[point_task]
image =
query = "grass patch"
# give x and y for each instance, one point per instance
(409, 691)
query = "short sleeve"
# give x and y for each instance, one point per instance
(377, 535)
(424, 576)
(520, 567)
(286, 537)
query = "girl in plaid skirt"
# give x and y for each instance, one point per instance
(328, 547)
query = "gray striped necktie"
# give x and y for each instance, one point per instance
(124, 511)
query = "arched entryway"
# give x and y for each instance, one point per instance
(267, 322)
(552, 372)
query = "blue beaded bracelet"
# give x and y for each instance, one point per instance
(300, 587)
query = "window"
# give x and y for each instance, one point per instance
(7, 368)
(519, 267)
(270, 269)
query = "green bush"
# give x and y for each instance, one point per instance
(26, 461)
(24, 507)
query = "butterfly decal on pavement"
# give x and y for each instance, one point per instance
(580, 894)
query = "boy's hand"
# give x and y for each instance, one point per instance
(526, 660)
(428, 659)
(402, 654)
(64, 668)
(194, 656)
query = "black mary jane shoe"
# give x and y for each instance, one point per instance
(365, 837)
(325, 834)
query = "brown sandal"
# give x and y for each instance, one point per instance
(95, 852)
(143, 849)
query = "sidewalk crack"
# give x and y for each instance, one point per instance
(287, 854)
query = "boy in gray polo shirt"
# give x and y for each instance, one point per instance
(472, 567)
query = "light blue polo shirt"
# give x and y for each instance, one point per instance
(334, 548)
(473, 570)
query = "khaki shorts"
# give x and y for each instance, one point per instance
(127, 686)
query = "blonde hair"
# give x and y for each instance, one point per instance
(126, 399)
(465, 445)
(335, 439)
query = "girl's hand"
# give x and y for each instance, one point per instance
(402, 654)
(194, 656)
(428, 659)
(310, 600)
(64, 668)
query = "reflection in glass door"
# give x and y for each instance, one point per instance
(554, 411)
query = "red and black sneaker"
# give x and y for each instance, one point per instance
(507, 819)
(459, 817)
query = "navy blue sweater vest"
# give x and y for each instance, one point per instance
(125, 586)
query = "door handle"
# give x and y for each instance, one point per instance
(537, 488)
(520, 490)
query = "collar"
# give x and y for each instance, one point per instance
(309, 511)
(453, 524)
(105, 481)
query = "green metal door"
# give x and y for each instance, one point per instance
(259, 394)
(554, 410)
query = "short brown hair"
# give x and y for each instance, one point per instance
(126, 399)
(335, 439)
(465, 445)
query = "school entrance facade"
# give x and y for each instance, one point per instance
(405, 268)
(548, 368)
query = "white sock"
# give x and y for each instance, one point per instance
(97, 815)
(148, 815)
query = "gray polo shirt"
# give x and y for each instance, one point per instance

#### Try it:
Your answer should be the listing itself, repeated exactly.

#### Output of the task:
[point_task]
image =
query = "grass patch"
# give x and y for each instance, one point per instance
(409, 691)
query = "short sleeve"
# give x and y for each instance, one point per instance
(377, 535)
(424, 576)
(520, 567)
(286, 537)
query = "girl in plaid skirt"
# give x and y for each instance, one point per instance
(328, 547)
query = "gray striped necktie"
# give x and y for each instance, one point per instance
(124, 511)
query = "arched entryway"
# give x and y for each instance, one point per instance
(267, 322)
(552, 372)
query = "blue beaded bracelet"
# give x and y for each instance, one point per instance
(300, 587)
query = "window"
# give x and y for each instance, one point per instance
(7, 368)
(519, 267)
(270, 269)
query = "green bush"
# give x and y for each instance, one point per instance
(26, 461)
(24, 507)
query = "butterfly decal on pavement"
# give x and y for each instance, one point per instance
(580, 894)
query = "boy's hand"
# give x and y for each instance, one point per instance
(526, 660)
(428, 659)
(402, 654)
(64, 668)
(194, 656)
query = "black mary jane shoe"
# give x and y for each instance, one point per instance
(365, 837)
(325, 834)
query = "brown sandal"
# give x and y for each instance, one point per instance
(95, 852)
(143, 849)
query = "sidewalk crack"
# give x and y for each instance, one point per instance
(287, 854)
query = "boy in gray polo shirt"
# give x and y for each instance, one point per instance
(472, 567)
query = "light blue polo shirt"
# give x and y for each instance, one point per instance
(334, 548)
(473, 570)
query = "khaki shorts"
# give x and y for each instance, one point per instance
(127, 686)
query = "blonde hair"
# give x and y for each instance, one point per instance
(126, 399)
(465, 445)
(335, 439)
query = "girl's hand"
# give x and y for each instance, one point per instance
(402, 654)
(194, 656)
(428, 659)
(310, 600)
(64, 668)
query = "reflection in glass door"
# give x and y for each instance, one point per instance
(554, 411)
query = "red and black sneaker"
# give x and y for each instance, one point per instance
(507, 819)
(459, 817)
query = "navy blue sweater vest"
# give x and y for each instance, one point per instance
(125, 586)
query = "door handle"
# give x and y for each instance, one point per instance
(537, 488)
(520, 490)
query = "collar"
# give x and y for each instance, one point per instance
(309, 511)
(453, 524)
(105, 481)
query = "green metal door"
# give x and y for each instance, one point per instance
(259, 394)
(554, 410)
query = "short brown hair"
# give x and y for each instance, one point per instance
(126, 399)
(335, 439)
(465, 445)
query = "school entrance facade"
# give x and y for each instance, one point per instance
(405, 268)
(548, 368)
query = "white sock"
# give x and y for each instance, one point per instance
(97, 815)
(148, 815)
query = "gray polo shirt"
# give x and y for each instance, one point per instance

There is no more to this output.